Set problem: Render the data as a Markdown table with the columns Row and Data line, starting with the first line of the data and going on through the line containing "[0,0,1341,227]", both included, and leaving out blank lines.

Items:
-.-.-

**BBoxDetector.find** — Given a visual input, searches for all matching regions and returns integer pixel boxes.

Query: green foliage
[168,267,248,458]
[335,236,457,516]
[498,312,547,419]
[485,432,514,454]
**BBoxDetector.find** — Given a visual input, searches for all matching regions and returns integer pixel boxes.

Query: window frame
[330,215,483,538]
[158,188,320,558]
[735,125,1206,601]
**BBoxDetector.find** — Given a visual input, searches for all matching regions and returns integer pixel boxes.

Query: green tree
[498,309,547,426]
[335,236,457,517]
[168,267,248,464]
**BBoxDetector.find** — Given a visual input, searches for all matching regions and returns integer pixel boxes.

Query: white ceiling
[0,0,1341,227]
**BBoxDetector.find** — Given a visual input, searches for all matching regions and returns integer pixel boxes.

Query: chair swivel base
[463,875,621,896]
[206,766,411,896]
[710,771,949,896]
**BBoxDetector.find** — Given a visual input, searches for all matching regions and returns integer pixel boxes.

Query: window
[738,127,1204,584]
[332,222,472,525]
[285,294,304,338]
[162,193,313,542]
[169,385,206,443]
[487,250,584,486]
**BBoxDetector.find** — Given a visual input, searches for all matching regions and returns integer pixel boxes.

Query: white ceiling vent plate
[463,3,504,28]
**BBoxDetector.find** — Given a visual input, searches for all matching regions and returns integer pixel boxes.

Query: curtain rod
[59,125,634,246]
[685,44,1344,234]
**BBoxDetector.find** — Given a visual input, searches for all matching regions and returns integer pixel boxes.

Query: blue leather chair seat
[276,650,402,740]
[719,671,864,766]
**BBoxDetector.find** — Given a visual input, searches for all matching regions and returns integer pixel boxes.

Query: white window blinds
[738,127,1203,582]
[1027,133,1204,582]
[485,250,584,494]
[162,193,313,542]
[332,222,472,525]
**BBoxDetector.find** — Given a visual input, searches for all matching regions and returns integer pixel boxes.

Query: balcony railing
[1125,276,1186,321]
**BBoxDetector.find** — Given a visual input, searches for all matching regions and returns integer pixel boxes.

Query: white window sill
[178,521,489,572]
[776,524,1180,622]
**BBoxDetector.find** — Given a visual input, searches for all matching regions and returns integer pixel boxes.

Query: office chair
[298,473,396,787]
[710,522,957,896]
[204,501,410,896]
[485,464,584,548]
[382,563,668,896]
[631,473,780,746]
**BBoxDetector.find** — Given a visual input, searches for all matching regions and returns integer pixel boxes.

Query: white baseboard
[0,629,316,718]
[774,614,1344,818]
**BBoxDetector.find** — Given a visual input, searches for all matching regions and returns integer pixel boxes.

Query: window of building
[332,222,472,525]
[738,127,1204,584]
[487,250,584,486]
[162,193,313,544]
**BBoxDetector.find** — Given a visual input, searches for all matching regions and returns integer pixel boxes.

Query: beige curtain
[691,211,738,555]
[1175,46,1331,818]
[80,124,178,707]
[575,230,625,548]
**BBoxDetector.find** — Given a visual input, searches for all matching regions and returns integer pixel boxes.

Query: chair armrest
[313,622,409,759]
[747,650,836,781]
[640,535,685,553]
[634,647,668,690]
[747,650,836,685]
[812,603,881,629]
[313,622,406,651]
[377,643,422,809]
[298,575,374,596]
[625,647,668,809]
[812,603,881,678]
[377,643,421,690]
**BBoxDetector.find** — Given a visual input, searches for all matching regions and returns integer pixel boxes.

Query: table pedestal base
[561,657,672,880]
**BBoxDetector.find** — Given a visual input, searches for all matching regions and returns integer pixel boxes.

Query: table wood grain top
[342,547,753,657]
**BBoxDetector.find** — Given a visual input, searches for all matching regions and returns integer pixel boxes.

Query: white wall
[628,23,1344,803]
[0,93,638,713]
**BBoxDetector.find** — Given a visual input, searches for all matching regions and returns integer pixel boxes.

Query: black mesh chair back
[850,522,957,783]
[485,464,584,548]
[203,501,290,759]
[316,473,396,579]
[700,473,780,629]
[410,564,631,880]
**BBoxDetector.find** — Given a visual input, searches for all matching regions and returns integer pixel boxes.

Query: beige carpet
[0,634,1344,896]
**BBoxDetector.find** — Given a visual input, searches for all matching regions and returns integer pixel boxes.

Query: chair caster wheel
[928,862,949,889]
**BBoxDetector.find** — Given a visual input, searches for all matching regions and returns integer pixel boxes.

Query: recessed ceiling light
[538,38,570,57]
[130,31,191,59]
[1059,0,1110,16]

-.-.-

Written response:
| Row | Data line |
|---|---|
| 1 | **BBoxDetector.find** — Given a visual input, searches for all matching regions and returns integer pixel boxes. |
| 2 | Query: green foliage |
| 3 | [168,267,248,458] |
| 4 | [335,236,457,516] |
| 5 | [498,312,547,419] |
| 6 | [485,432,514,454] |
| 7 | **BBoxDetector.find** — Given a visual input, searches for all matching regions and returns integer pixel boxes. |
| 8 | Query: window frame |
| 9 | [330,215,483,538] |
| 10 | [158,188,320,558] |
| 11 | [735,125,1206,601] |
| 12 | **BBoxDetector.find** — Given a visual input, searches for all matching regions and returns integer pixel boxes. |
| 13 | Query: green tree |
| 14 | [498,309,547,426] |
| 15 | [335,236,457,517] |
| 16 | [168,267,248,464] |
| 17 | **BBoxDetector.find** — Given a visual input, searches for all matching regions and returns integer pixel boxes. |
| 18 | Query: white ceiling |
| 19 | [0,0,1341,227] |